ZITIERTER TEXTAUSZUG:
══════════════════════════════

Das Kürzel steht für per- und polyfluorierte Alkylsubstanzen. Es handelt sich um eine riesige Gruppe chemischer Verbindungen mit mehr als 10.000 Stoffen. PFAS besitzen zwei herausragende Merkmale, die in scharfem Kontrast zueinander stehen: Sie weisen eine enorme Breite fantastischer Eigenschaften auf, die sie äußerst attraktiv für die Industrie machen; zugleich sind sie dermaßen stabil, dass man sie, sobald einmal in die Welt gesetzt, praktisch nicht mehr loswird. Das österreichische Umweltbundesamt bezeichnet sie als die „langlebigsten Substanzen, die je vom Menschen erzeugt wurden“. Daher heißen sie auch „Forever chemicals“ oder „Ewigkeitschemikalien“.
Die fluorierten Verbindungen lassen sich inzwischen überall auf der Welt nachweisen: in Europa und den USA ebenso wie in der Arktis, in Muttermilch gleichermaßen wie im Gewebe von Eisbären. Sie kontaminieren Flüsse, Seen und Grundwasser und daher mitunter das Trinkwasser. Erst Anfang Juli wurde rund 60.000 Personen in Frankreich, nahe der Grenzen zu Deutschland und der Schweiz, der Genuss von Leitungswasser untersagt, weil aufgrund hoher PFAS-Belastungen gesundheitliche Risiken nicht auszuschließen waren. Ähnliche Vorfälle gab es bereits in Deutschland und Norditalien.

══════════════════════════════

(Datensätze)
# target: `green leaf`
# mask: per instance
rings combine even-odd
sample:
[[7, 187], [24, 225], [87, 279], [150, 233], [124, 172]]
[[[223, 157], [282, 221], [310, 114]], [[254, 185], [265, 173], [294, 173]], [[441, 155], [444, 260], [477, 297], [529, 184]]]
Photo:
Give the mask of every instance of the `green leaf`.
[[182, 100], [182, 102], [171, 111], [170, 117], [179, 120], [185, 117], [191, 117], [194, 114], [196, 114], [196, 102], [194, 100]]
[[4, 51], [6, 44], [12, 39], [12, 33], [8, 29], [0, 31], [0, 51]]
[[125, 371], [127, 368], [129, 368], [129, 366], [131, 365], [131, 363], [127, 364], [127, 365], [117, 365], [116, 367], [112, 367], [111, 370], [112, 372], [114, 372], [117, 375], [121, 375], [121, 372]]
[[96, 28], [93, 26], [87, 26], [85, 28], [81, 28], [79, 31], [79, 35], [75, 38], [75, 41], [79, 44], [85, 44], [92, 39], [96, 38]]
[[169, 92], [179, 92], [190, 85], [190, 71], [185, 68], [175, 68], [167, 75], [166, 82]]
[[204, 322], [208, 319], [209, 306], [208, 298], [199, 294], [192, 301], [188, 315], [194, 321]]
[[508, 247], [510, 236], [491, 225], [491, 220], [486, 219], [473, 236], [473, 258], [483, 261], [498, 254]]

══════════════════════════════

AUFGABEN:
1) Als was bezeichnet das österreichische Umweltbundesamt PFAS laut dem Text über PFAS?
2) Zitiere aus dem Text über PFAS den Abschnitt von „Die fluorierten Verbindungen“ bis „Deutschland und Norditalien.“.
3) Schreibe den Text über PFAS im Anschluss an seinen letzten Satz weiter.

LÖSUNGEN:
1) Als die „langlebigsten Substanzen, die je vom Menschen erzeugt wurden“.

2)
Die fluorierten Verbindungen lassen sich inzwischen überall auf der Welt nachweisen: in Europa und den USA ebenso wie in der Arktis, in Muttermilch gleichermaßen wie im Gewebe von Eisbären. Sie kontaminieren Flüsse, Seen und Grundwasser und daher mitunter das Trinkwasser. Erst Anfang Juli wurde rund 60.000 Personen in Frankreich, nahe der Grenzen zu Deutschland und der Schweiz, der Genuss von Leitungswasser untersagt, weil aufgrund hoher PFAS-Belastungen gesundheitliche Risiken nicht auszuschließen waren. Ähnliche Vorfälle gab es bereits in Deutschland und Norditalien.

3)
Auch in Ackerböden und Lebensmitteln wie Obst und Gemüse, Milch, Eiern, Fisch und Fleisch finden sich diese Stoffe – genau wie im menschlichen Blut. Analysen der European Environmental Agency (EEA) zufolge weist das Blut von mehr als 14 Prozent europäischer Teenager bedenkliche PFAS-Konzentrationen auf, in Frankreich war es fast ein Viertel.
Eine fast endlose Liste
Die Allgegenwart von PFAS resultiert aus der Vielfalt der Einsatzmöglichkeiten. Diese umfassen beschichtete Pfannen, Backpapier, Outdoor-Textilien, Imprägniersprays, Teppiche, Skiwachs, Fotopapier, Fastfood-Verpackungen, Arzneimittel und eine Menge Kosmetika, darunter Shampoos, Zahnseide, Eyeliner, Wimperntusche, Lippenstifte, Haarsprays, Puder, Rasierschaum, Sonnenschutzmittel, Anti-Aging-Produkte sowie viele Hautcremes.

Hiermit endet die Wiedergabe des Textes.